*** Opening of Supplied passage ***

# I hate beeing that weak.



## canadianhorsepower (Jul 5, 2013)

I'm a big guy , tuff guy, short fuse:wall:, full of determination:rant:
But sometime I get weak.

This morning I had to go and get a tiny piece of Delran for a project
then decide to stop by Princess (Harbour in states) nothing to do
there but to sneak around and drink a coffee


Then it happen. "my weakness" there it was invisible hiding in a box
never open a small c2 lathe 1/2 price then my eyes did this do I have place for it  and yes I do. Then I fell on my knee and had to bring it home
It's sitting on the same bench that my CNC mill is. Now Let's get stepper motor and rod and convert this one to.
While I'm typing this I'm trying to think what my wife is going to say:hDe:
so I threw the receipt in the garbage , can't return the lathe I lost the receipRof}Rof}Rof}


----------



## MachineTom (Jul 5, 2013)

You Are as Your Signature States. But no need to fret, even the strongest who have the disease (Iron Deficiency) need to take corrective action sometimes.


----------



## Noitoen (Jul 5, 2013)

Can't return without receipt and can't claim warranty either 
Cool little lathe.


----------



## canadianhorsepower (Jul 5, 2013)

Noitoen said:


> Can't return without receipt and can't claim warranty either
> Cool little lathe.


 
She thinks I trash the receipt:hDe:
but it's tape under the lathe in an envelope


----------



## cfellows (Jul 5, 2013)

These are decent little lathes.  If I ever have to downsize my shop, the 7x14 will be the last item to go.  

Chuck


----------



## tornitore45 (Jul 5, 2013)

That is a similar situation as I got possesiion of my Grizzly G4000 (9x20 Sieg)

I was browsing HarborFreight store when I saw the 7x10 listed for around $600.  At that time I did not know hobby lathes existed and they were affordable.  I always wanted one so I ordered on line.

HarborFreight never delivered nor contacted me until I inquired and found out they made an error in the CC expiration date when doing the charge resulting in denial.

I was so p----d that I would not reorder and went on the Grizzly website...    Well I already comitted $600 so the leap to a 9x20 was anly $300 more. You are in for $600 you are in for $900. Did not regret because the 9x20 fits my needs better.


----------



## Lakc (Jul 5, 2013)

canadianhorsepower said:


> While I'm typing this I'm trying to think what my wife is going to say:hDe:
> so I threw the receipt in the garbage , can't return the lathe I lost the receipRof}Rof}Rof}



It was nice knowing you.


----------



## rodw (Jul 5, 2013)

*** Close of Supplied passage ***
*** Opening of Available data ***

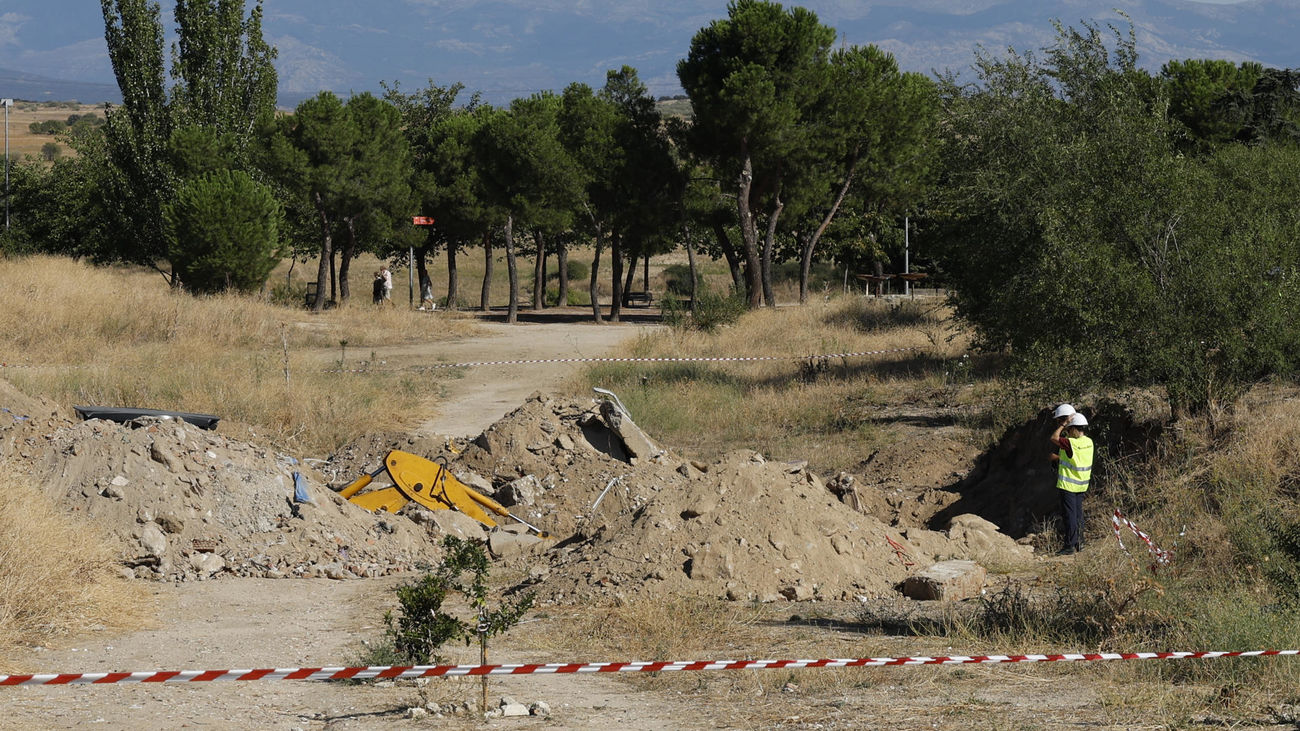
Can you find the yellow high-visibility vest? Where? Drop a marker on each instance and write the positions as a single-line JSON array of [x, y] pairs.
[[1073, 472]]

*** Close of Available data ***

**Exercise requirements**
1. Can you duplicate the lathe thread from "## MachineTom (Jul" to "Noitoen (Jul 5, 2013)"?
2. Do these statements agree with the lathe thread? (a) canadianhorsepower bought the lathe at half price. (b) canadianhorsepower really did throw the receipt in the garbage. (c) tornitore45 received the 7x10 lathe ordered from HarborFreight. Answer yes or no for each and quote the deciding words.
3. What comes next in the lathe thread? Continue it from where it stops.

**Answers given**
1.
## MachineTom (Jul 5, 2013)

You Are as Your Signature States. But no need to fret, even the strongest who have the disease (Iron Deficiency) need to take corrective action sometimes.


----------



## Noitoen (Jul 5, 2013)

2.
(a) Yes: "small c2 lathe 1/2 price"
(b) No: "but it's tape under the lathe in an envelope"
(c) No: "HarborFreight never delivered nor contacted me"

3.
Hmm, I seem to remember taking some heat when I bought my machines. Then I bought some drawers and some more and a few more drawers. Now everything I come home with goes in the drawers out of sight 

Not sure how to manage acquisitions when the drawers are full though!


----------



## canadianhorsepower (Jul 5, 2013)

> I was so p----d that I would not reorder and went on the Grizzly website...    Well I already comitted $600 so the leap to a 9x20 was anly $300 more. You are in for $600 you are in for $900. Did not regret because the 9x20 fits my needs better.
> __________________


 
No the feeling, but I have a new 12x36 a 3years old Taig but this one
I paid $250 Canadian How can I leave it their:fan:


----------



## Tinkerer58 (Jul 5, 2013)

My wife doesn't even care now what I buy, I just spent $3,800 on a new Mill and she's OK with it. The secret is get trades people to come in and quote on the renovations she wants, then do some of them yourself just like I did our kitchen. Quote was $21,000 I did the same kitchen for $7,600 but I need tools to do it. Now she's happy because I saved a bucket and got new tools to boot. Up top for thinking boys down below for sitting. You have to plan these things so the boss is also happy. I don't tell her everything I buy but when you need a tool it needs accessories it doesn't matter that they don't fit that tool does it?????
I did a bit of a calculation on the cost of machinery, power tools, hand tools, measuring equipment and accessories and estimated my shed holds about $40,000 worth of investments.  :shrug: I don't know where it all came from :shrug: LOL


----------



## dnalot (Jul 5, 2013)

My wife doesn't care what I spend in the shop so long as I stay in the shop. 

Mark T


----------



## Hopper (Jul 5, 2013)

Paint it the same color as your mill, place it next to your mill, and say nothing.


----------



## aarggh (Jul 6, 2013)

It's taken me many years of marriage, but I've managed to wear down my wife to the point where I no longer have to hastily place new toys in the garage, and sprinkle them with a bit of dust! It does also help greatly that I do ALL the renovations, make occasional trinkets and meaningful gifts for her!

One of the best bits of advice I got years ago was to set a low standard, and try to live down to it, that way everything else becomes bonus points!

cheers, Ian


----------



## moya034 (Jul 6, 2013)

Tinkerer58 said:


> The secret is get trades people to come in and quote on the renovations she wants, then do some of them yourself just like I did our kitchen. Quote was $21,000 I did the same kitchen for $7,600 but I need tools to do it.


That is very creative. The only loophole I see is now that she understands how much money is being saved, she'll come up with more projects to do to split the difference.


----------



## rodw (Jul 6, 2013)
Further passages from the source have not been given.